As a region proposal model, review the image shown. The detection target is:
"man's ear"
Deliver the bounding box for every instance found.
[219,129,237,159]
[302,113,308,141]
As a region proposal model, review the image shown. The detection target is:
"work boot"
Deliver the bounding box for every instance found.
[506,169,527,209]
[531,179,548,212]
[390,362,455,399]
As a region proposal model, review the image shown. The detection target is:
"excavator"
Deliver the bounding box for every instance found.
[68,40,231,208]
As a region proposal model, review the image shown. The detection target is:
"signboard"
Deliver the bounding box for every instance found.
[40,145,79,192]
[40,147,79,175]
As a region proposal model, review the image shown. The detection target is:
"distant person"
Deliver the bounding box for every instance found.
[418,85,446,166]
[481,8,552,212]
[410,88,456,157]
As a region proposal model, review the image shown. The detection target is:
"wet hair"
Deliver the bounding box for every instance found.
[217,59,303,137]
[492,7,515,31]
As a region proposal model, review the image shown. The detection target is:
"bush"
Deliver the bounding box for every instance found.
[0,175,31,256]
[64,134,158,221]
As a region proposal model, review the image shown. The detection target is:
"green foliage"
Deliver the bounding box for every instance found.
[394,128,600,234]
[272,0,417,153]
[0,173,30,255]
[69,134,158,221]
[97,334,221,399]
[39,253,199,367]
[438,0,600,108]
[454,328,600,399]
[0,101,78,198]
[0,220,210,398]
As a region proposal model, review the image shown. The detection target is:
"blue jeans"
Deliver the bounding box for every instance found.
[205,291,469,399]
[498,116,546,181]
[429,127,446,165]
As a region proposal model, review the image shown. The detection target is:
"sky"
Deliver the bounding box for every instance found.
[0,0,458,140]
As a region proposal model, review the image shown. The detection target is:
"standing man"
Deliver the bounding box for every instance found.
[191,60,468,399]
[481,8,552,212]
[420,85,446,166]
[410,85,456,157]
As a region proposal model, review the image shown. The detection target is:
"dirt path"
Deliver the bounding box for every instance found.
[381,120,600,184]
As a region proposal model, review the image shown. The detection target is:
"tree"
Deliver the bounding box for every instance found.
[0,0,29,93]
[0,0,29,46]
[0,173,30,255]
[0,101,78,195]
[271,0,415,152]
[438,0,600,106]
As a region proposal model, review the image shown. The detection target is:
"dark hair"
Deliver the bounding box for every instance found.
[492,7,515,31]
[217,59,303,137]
::::
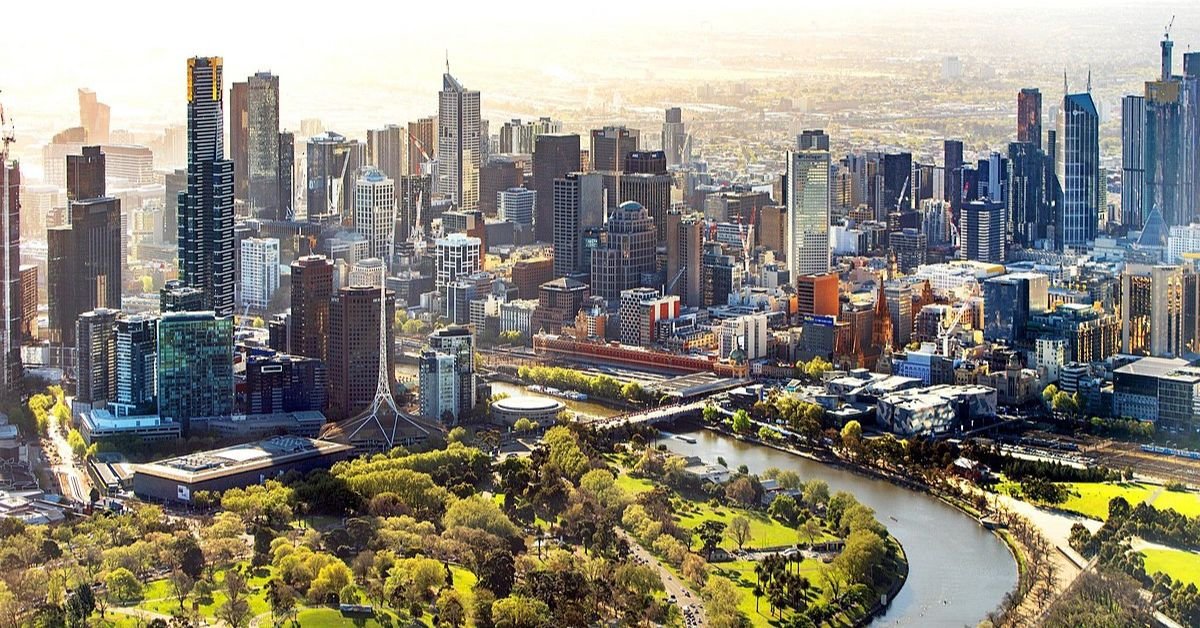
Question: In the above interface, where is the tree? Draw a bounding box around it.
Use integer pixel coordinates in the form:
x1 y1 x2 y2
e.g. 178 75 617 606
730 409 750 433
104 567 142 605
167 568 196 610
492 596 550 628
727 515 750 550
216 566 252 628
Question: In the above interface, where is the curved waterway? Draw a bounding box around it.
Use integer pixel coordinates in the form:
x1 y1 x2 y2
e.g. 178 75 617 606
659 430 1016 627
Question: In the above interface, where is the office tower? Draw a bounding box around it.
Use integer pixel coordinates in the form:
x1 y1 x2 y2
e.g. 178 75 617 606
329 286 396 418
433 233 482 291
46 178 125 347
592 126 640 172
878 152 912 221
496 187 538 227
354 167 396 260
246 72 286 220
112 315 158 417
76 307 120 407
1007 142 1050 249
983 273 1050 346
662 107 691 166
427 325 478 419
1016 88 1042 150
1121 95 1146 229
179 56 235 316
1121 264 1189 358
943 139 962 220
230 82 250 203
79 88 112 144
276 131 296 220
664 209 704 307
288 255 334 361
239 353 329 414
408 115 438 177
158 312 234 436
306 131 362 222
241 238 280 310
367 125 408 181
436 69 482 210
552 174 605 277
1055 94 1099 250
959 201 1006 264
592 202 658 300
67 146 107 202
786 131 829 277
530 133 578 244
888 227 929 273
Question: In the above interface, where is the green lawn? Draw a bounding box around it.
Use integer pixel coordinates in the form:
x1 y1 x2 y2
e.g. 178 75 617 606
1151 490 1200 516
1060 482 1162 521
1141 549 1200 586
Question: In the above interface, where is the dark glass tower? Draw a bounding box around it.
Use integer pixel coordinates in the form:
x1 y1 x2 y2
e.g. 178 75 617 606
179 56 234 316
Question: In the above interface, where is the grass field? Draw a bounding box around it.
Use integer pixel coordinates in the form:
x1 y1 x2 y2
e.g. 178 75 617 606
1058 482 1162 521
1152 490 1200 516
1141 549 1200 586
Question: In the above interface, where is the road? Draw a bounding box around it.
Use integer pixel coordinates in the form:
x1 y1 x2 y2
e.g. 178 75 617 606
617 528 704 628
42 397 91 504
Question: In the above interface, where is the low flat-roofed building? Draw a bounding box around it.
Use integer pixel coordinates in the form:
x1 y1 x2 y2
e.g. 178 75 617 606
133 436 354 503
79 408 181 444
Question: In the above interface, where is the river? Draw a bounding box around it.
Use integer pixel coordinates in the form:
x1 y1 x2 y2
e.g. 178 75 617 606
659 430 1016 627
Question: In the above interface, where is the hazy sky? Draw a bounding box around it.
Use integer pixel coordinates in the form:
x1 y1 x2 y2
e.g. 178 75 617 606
::::
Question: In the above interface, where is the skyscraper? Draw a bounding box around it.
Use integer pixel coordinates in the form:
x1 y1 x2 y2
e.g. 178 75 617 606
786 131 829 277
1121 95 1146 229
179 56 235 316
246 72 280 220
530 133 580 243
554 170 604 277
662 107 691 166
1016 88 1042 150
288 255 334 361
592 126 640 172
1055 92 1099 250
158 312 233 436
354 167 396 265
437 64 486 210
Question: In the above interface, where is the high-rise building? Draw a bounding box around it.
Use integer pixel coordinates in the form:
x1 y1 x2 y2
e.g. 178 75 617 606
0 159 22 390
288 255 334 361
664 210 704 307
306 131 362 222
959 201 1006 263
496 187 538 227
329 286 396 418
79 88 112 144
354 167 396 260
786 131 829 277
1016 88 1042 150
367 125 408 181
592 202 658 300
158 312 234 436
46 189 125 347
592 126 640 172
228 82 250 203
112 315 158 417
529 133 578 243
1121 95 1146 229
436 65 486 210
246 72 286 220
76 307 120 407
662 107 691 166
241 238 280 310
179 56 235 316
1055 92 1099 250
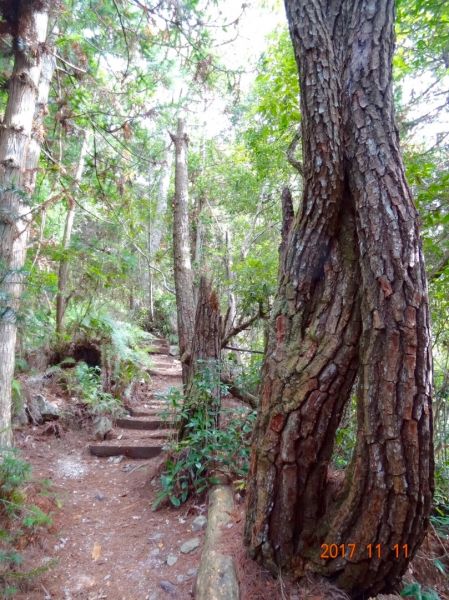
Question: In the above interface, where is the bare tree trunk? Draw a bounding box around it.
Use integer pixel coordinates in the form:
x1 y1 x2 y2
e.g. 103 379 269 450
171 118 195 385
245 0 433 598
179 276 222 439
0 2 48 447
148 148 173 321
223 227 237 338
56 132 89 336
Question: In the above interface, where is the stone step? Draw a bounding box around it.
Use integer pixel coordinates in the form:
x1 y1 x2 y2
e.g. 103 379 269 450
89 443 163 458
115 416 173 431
::::
§ **What you will do**
Please find each line in the items above that contains the word "tower" and copy those lines out.

§ **Result for this exercise**
Question: In the above interface, where is the office tower? Draw a bounding box around it.
Question: In the above interface, where is the dark glass tower? Draw a bounding box around it.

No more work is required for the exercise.